- _Objective_
How many lines in the entries below contain the string "rock"? Reply with the number alone.

++++++++++

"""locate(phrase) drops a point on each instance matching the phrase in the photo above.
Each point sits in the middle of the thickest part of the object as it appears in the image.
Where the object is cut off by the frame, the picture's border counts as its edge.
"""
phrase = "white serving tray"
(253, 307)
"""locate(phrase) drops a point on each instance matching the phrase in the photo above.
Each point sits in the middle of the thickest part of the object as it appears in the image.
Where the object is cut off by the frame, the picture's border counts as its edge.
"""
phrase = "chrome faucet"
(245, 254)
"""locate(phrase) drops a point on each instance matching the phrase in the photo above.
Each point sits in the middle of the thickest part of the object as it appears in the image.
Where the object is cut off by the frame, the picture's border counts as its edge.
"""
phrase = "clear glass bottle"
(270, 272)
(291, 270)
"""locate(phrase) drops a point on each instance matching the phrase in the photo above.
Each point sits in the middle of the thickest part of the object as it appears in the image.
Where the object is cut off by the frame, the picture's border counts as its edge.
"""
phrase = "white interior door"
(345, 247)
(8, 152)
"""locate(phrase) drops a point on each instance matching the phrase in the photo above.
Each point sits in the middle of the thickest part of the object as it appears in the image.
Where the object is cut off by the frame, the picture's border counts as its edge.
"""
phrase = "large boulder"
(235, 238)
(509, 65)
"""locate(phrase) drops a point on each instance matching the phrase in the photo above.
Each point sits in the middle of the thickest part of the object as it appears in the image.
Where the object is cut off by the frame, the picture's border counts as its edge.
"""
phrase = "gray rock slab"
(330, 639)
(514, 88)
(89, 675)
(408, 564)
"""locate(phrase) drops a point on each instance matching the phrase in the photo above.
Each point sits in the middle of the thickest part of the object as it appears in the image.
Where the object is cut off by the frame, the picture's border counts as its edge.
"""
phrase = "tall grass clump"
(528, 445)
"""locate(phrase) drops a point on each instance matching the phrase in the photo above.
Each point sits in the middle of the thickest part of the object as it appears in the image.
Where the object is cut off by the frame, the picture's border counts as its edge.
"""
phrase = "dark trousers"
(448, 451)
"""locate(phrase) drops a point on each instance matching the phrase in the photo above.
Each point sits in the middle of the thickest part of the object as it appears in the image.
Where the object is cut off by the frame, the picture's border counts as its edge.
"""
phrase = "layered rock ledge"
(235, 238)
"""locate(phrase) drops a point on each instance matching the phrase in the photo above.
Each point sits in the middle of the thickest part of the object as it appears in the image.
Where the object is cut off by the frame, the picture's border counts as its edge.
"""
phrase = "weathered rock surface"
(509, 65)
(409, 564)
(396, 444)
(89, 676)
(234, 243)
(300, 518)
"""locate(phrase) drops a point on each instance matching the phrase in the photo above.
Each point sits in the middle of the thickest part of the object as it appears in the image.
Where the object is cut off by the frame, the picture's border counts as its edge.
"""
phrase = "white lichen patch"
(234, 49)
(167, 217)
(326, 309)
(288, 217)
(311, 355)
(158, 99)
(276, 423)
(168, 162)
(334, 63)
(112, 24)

++++++++++

- _Correct result_
3